[Items from a data source]

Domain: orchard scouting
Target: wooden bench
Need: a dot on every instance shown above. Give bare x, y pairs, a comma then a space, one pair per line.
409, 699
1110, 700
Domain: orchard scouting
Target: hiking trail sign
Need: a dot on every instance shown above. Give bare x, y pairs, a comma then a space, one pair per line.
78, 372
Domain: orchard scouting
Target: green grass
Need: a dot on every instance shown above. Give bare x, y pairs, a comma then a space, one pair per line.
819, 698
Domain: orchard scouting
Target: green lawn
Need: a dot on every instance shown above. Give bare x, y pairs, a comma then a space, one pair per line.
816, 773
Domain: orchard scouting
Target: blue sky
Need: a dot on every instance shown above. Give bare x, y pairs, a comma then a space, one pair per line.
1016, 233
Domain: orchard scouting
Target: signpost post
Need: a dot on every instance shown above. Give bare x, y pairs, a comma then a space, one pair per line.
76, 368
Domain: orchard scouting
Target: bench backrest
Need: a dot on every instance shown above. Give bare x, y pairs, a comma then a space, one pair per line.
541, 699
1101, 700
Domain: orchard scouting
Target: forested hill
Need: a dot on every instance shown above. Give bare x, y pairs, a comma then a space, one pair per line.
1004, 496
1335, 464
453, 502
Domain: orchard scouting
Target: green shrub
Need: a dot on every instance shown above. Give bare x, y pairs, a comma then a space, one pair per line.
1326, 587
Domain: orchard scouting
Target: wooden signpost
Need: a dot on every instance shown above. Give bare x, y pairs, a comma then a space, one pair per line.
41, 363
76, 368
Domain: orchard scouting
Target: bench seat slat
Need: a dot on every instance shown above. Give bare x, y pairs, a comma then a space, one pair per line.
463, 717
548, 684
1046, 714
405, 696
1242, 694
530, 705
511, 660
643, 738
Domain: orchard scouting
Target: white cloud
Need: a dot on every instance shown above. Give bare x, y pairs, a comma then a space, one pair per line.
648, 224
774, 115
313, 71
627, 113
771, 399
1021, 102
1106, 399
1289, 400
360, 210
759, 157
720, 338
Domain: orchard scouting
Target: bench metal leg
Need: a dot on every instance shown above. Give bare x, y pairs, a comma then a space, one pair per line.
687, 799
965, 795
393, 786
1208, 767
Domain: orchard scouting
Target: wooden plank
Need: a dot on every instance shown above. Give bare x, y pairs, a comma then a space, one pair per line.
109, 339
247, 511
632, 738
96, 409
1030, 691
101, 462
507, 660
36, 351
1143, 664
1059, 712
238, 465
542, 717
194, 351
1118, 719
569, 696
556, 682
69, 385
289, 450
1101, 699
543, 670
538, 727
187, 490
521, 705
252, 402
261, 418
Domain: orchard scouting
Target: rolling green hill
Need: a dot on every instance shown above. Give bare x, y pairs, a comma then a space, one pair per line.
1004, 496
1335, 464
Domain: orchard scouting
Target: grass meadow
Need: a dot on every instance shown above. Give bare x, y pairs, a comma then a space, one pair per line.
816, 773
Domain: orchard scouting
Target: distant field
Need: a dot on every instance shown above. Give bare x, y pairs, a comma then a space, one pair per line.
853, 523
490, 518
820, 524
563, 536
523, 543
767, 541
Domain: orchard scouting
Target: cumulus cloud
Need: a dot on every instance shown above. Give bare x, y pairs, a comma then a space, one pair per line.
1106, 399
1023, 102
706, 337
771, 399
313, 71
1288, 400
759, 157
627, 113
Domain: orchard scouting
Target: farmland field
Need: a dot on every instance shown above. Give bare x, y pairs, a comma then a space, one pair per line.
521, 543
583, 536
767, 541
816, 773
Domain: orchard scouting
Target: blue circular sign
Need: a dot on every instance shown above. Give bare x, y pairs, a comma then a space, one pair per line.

(Problem statement)
Using the records above as the source, restate each line verbatim.

(The completed task)
Domain: orchard scouting
Target: wooden bench
Need: a dot on every instance shown above. Give bare x, y pairs, a comma then a space, one pair per line.
409, 699
1110, 700
Domain: orchard scouting
Target: hiking trail sign
Need: a dot on every instance shown above. Give bare x, y pairs, a comma then a space, one pair per line.
78, 372
Domain: orchard scouting
Target: green grass
Need: a dot on every instance shown above. Give bare x, y pairs, a comma then a space, one pair per line.
819, 698
Domain: orchard scouting
Target: green lawn
Need: a dot on every instance shown above. Give bare x, y pairs, a comma then a space, one pair per line.
816, 773
Domain: orchard scouting
Target: blue sky
Need: a dot on every instance shown above. Give bare x, y pairs, a comma then a space, one pair per line.
1016, 233
Domain: orchard scouting
Target: signpost post
Need: a dot on every instance shown above. Give bare x, y pairs, a comma then a space, one pair per line.
76, 368
Domain: orchard scouting
Target: bench backrest
Need: a dot on every instance shown above. Give bare x, y pairs, a comma then a space, one pair per line.
541, 699
1101, 700
Domain: orchard scouting
Target: forested hill
Need: a dot on every instance shown above. Give bare x, y pairs, a comma then a space, one pair per line.
1004, 496
1335, 464
453, 502
Domain: orchard scouting
Target: green shrub
Need: a dot on every instance shown above. Give bare x, y pairs, a comma then a space, one pair per line.
1326, 587
Domain: orchard scouting
Target: wooden signpost
Need: a dot on every instance shown above. Give bare x, y pairs, a comma then a space, one pair per line.
41, 363
76, 368
Domain: orchard scouting
Target: bench seat slat
Need: a dot on every instance shown above. Give bare x, y pairs, a comma then a space, one pair per line.
463, 717
548, 684
1046, 714
405, 696
1242, 694
530, 705
511, 660
643, 738
Domain: orchard scouting
Target: white cloud
Need: a dot on every instance shown above. Give bare x, y pairs, a comma then a space, one pair per line.
648, 224
774, 115
313, 71
627, 113
771, 399
1021, 102
1106, 399
1289, 400
360, 210
759, 157
720, 338
Domain: orchard scouting
Target: bench metal leg
Need: a dot on every instance shown above. Give bare x, y pairs, a comma then a space, one pair per line.
687, 799
965, 795
393, 786
1208, 767
Domain: orchard scouting
Target: wooden plank
Need: a dot on every instance shown above. Give bare x, y pairs, a comma then a space, one pair per line.
109, 339
247, 511
632, 738
96, 409
1030, 691
101, 462
507, 660
36, 351
1143, 664
1059, 712
238, 465
542, 717
194, 351
1118, 719
569, 696
556, 682
69, 385
289, 450
1101, 699
543, 670
538, 727
187, 490
521, 705
252, 402
261, 418
Domain: orchard scouting
Target: rolling green hill
Need: a dot on every instance shown above. Give bare x, y pairs, a comma then a space, one pair per line.
1004, 496
1335, 464
Domain: orchard scouting
Target: grass meadow
Need: a dot on every instance shown above. Give bare x, y pairs, a comma then a space, one pair per line.
816, 773
Domain: orchard scouting
Target: distant field
Need: a dot on every instance shown above. Give bare x, y pairs, a comma then a space, one pair per line.
853, 523
490, 518
820, 524
563, 536
523, 543
767, 541
Domain: orchard scouting
Target: cumulus cloud
Need: a dot on every instance shown above. Give bare x, y pairs, a comma then a space, one pair per line.
1106, 399
1023, 102
706, 337
771, 399
313, 71
1288, 400
759, 157
627, 113
Domain: orchard scouting
Target: farmland field
Need: a dot on every instance shown above. Give bare x, y pairs, a comma then a space, one pair per line.
521, 543
583, 536
767, 541
816, 773
Domain: orchard scouting
Target: blue circular sign
Need: a dot on every instance shown above. Give bare x, y pairs, a comma then a space, one pair per line.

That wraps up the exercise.